§ **EXERCISE TEXT**
Wednesday, July 11, 2012

Review: The Gabon Virus

Title:  The Gabon Virus
Authors:  Paul McCusker and Walt Latimore, MD

  • Paperback: 448 pages
  • Publisher: Howard Books; Original edition (August 18, 2009)
  • ISBN-10: 1416569715

  • A special team - TSI (Time Scene Investigators)are called in to help stop a possible global pandemic of a particularly virulent form of Ebola which has escaped from a top secret lab in Greenland.
    Keys to the current virus and how to stop it may be found in the medieval history of a town called Eyams that survived plague in the Middle Ages.

    In addition, there are agents of a pharmaceutical company (who wants to make profits from a cure) and of a radical environmental group (who want to exterminate humans from the planet) that are all interfering the teams efforts.

    Some very interesting characters and betrayals in the story.  As well as intriguing views of the past and its plague and Blue Monk.

§ **DATA EXTRACTS**
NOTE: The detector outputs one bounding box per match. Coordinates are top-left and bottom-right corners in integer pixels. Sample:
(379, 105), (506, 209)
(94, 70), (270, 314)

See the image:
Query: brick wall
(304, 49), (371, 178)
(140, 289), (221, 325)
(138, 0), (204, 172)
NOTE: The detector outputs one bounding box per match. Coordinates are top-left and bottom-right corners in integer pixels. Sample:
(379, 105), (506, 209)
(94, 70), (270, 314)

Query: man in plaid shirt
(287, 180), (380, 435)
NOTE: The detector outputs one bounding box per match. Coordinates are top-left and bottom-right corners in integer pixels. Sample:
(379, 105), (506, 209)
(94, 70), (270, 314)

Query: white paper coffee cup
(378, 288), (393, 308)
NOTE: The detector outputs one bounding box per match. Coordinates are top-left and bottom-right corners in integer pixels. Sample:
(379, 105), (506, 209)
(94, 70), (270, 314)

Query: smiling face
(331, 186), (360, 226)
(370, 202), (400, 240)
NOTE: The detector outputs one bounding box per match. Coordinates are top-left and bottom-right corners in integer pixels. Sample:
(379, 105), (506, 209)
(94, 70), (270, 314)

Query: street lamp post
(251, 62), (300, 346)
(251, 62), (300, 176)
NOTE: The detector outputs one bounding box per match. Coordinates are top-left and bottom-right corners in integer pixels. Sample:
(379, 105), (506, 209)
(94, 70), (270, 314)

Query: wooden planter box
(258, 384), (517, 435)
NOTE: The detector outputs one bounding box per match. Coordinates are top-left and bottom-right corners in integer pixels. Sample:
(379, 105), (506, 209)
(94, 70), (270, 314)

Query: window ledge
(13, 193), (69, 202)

§ **EXERCISE REQUIREMENTS**
Pick up the review of The Gabon Virus after its last sentence and keep writing.

§ **SOLVED EXERCISE**
    The only problem I really had is seeing the connections between the two in a believable way.  Never really understood how the current virus and the one from the past could be the same.
    Most of my pleasure from the story was from the chase of a young teen who escaped from a commune and carried the virus across Gabon infecting others.  That struggle kept me turning the pages.

    I enjoyed learning of medical advances in treatment and genetic markers connected to Ebola and liked the amount of fact woven into the fiction.  But I did have to suspend my belief at the sheer virulence of the disease.

    All in all, am interested to see what other TSI adventures there may be.